BEGIN
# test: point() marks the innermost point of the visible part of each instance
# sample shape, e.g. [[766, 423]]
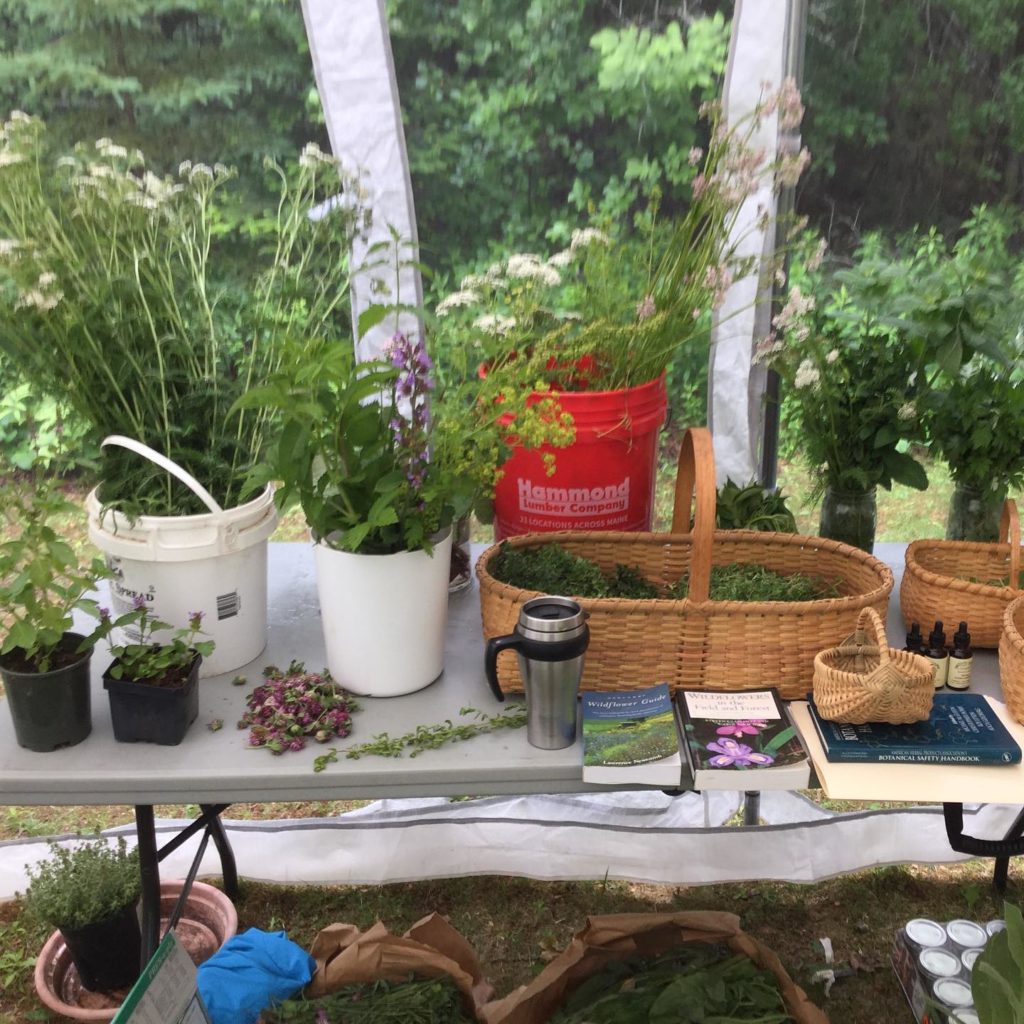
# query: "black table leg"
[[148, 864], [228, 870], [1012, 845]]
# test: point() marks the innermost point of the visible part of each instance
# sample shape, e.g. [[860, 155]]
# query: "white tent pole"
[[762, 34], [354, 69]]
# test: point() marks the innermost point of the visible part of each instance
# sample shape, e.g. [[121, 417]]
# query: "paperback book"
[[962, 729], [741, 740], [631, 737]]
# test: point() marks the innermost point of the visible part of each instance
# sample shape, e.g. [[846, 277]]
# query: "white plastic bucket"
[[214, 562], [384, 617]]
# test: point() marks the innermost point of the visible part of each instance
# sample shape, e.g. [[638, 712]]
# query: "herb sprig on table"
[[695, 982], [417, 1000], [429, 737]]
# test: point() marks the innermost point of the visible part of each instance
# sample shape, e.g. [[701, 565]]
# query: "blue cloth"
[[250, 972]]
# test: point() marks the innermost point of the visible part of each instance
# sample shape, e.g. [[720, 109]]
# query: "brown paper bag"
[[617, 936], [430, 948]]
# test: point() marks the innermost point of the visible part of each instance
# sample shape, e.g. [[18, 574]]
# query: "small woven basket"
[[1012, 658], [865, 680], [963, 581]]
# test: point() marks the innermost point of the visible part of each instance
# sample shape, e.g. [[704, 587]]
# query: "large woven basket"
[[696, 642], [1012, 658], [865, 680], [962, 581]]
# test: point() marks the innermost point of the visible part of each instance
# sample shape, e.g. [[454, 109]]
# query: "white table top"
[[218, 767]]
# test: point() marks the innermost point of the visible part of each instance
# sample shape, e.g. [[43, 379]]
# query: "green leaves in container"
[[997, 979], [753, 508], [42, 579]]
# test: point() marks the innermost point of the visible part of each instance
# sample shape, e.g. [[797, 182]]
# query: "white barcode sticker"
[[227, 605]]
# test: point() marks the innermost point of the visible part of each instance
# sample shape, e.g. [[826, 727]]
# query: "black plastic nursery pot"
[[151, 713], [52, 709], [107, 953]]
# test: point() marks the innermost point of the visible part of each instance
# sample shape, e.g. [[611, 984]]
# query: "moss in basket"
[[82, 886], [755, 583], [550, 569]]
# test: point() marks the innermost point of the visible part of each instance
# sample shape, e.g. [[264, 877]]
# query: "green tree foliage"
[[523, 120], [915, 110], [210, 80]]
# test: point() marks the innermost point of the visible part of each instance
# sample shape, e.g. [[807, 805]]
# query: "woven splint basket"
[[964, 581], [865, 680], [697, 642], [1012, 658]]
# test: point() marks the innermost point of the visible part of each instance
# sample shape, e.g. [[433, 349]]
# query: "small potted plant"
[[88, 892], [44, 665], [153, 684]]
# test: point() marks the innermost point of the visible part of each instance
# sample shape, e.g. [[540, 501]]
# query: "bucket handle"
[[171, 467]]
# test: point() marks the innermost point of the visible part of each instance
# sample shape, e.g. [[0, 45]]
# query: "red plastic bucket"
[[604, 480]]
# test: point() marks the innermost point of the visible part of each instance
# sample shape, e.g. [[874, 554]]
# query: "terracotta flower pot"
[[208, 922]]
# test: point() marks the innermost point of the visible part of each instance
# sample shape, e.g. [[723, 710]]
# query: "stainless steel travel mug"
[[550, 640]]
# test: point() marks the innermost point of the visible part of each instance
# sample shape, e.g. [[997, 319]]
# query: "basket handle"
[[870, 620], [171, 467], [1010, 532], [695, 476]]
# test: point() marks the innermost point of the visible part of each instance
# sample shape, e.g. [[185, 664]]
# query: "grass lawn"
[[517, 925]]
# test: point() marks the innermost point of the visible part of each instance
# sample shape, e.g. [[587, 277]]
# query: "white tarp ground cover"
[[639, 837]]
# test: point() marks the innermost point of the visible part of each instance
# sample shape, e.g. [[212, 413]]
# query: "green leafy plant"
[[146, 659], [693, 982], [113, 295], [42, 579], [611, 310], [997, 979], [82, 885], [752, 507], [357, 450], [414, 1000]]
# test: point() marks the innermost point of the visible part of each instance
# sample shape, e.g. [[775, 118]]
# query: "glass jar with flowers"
END
BEGIN
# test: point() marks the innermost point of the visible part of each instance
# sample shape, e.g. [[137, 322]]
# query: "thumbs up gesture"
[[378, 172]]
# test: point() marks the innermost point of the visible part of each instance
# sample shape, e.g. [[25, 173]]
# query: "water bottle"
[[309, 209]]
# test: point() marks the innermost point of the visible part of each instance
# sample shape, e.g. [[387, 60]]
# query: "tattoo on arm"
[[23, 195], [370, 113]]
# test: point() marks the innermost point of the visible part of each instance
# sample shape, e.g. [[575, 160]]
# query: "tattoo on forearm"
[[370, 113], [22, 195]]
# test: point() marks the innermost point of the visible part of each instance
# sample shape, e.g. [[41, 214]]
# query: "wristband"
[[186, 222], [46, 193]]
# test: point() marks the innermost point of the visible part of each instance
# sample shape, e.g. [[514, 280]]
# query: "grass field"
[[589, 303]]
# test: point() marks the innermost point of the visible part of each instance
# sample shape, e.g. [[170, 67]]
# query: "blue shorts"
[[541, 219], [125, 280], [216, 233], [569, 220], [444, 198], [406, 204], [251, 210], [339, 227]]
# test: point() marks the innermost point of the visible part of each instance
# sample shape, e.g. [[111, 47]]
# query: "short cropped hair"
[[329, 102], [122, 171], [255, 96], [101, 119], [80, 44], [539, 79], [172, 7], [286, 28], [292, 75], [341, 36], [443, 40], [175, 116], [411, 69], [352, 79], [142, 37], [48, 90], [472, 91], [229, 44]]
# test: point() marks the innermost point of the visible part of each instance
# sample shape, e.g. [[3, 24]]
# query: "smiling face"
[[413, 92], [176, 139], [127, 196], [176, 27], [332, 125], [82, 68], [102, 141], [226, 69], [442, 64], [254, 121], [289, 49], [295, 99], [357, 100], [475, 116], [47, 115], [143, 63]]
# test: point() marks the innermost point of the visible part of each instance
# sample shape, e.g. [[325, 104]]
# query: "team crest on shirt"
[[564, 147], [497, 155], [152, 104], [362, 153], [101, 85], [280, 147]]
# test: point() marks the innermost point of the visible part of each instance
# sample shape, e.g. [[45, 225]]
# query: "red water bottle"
END
## How to complete this task
Starting with the line with "# sample shape, e.g. [[0, 45]]" above and going on through the line with "# sample shape, e.g. [[723, 710]]", transcribe every line exactly, both ends included, and add nothing.

## Response
# sample shape, e.g. [[0, 45]]
# query: "red plastic bucket"
[[604, 480]]
# test: point() marks the innermost point of the visible part of each instance
# sample shape, e.g. [[874, 554]]
# query: "terracotta flower pot"
[[208, 922]]
# test: point() marks the innermost point of the visible part of each instance
# sample shape, e.g. [[723, 710]]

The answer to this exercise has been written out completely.